§ **TAREAS PROPUESTAS**
[1] Condense en menos palabras el párrafo de la columna sobre la ministra de Sanidad que comienza con «El mandato de llevar mascarillas», conservando sus datos principales.
[2] Prosiga la columna sobre la ministra de Sanidad a partir de su última frase.

§ **TEXTO DE ANÁLISIS**
El prisma

La ministra resabiada

Si se decide que hay que llevar mascarilla en los centros de salud y hospitales, pues habrá que ponérsela y punto en boca. Se trata simplemente de ser civilizado, y para eso no hace falta que nos riña la ministra

La Ministra de Sanidad, Mónica García

La Ministra de Sanidad, Mónica García / Alberto Ortega / Europa Press

Pablo Molina

Pablo Molina

La flamante ministra de Sanidad demostró hace unos días el grado de sinceridad de sus advertencias sobre la necesidad de utilizar mascarillas cuando compareció ante los micrófonos de una emisora de radio, convenientemente resfriada, que es el estado natural en el que estamos la gran mayoría de los españoles desde la pasada Navidad. La ministra tosía sin parar y trataba de aliviarse la congestión aspirando ruidosamente por la nariz, todo ello en el entorno cerrado y cargado de un estudio de radio que es, por sus características, el hábitat soñado para todo tipo de gérmenes. Por supuesto, no llevaba mascarilla. ¿Con qué cara exige a las comunidades que pongan en marcha una medida genérica que ella, en su muy específico caso de estar acatarrada, se pasa por el forro de sus caprichos? Pues con la cara de una ministra comunista, porque los ultraizquierdistas siempre han tenido un cuidado exquisito a la hora de incumplir todo aquello que exigen a los demás.

El mandato de llevar mascarillas en hospitales, centros de salud y residencias de personas mayores es razonable en unos momentos en los que hay una escalada de COVID y gripe, fenómeno habitual cuando arrecian los fríos del invierno. Antes se colapsaban los pasillos de los hospitales con las camas de los griposos y bronquíticos; ahora ocurre menos, porque la gente se vacuna más y, sobre todo, porque todos tenemos más conciencia de que debemos llevar un cuidado estricto en nuestros contactos con otras personas cuando tememos estar infectados por un virus respiratorio.

Pero esa obligación de llevar mascarilla en determinados entornos no puede ser un motivo de conflicto entre las distintas administraciones. Si se ha iniciado otra guerra es porque la ministra no ha superado que Díaz Ayuso reventara a la izquierda madrileña en las pasadas elecciones, y ahora utiliza su nuevo cargo para ver si puede devolverle la afrenta. Como buena comunista, le da exactamente igual que la gente más desfavorecida, la que no puede ir a las clínicas de lujo como hacen los paladines izquierdistas, sufra las consecuencias de estas batallas políticas.

§ **REGISTROS EXTRAÍDOS**

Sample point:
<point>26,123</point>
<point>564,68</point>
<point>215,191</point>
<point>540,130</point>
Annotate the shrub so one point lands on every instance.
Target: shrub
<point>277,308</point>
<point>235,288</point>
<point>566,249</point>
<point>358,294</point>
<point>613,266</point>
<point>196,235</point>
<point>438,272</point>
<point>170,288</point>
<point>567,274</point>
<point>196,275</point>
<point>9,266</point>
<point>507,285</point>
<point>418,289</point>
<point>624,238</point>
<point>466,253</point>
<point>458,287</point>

§ **RESPUESTAS REDACTADAS**
[1] La obligación de usar mascarilla en hospitales, centros de salud y residencias de mayores es razonable ante el repunte de COVID y gripe, algo habitual con los fríos del invierno. Antes los pasillos hospitalarios se colapsaban con camas de enfermos respiratorios. Hoy sucede menos porque la gente se vacuna más y, sobre todo, porque existe mayor conciencia de que hay que cuidar el contacto con los demás cuando se teme estar infectado por un virus respiratorio.

[2]
La pelea es francamente ridícula, puesto que los expertos que deciden este tipo de cosas desde un punto de vista asépticamente técnico no se habían pronunciado cuando la ministra se echó al monte, acusando a Díaz Ayuso (y al resto de presidentes autonómicos del PP) de poner en riesgo la vida de sus ciudadanos. Pero como este tipo de cosas animan las tertulias mediáticas y dan mucho juego en los editoriales de los periódicos, ahí tenemos, a toda una ministra, presidentes autonómicos y consejeros de sanidad, acusándose mutuamente de no se sabe qué cosa a cuenta de las mascarillas. Mientras tanto, las listas de espera siguen siendo vergonzosas y la atención primaria, en no pocas zonas de España, de nivel tercermundista.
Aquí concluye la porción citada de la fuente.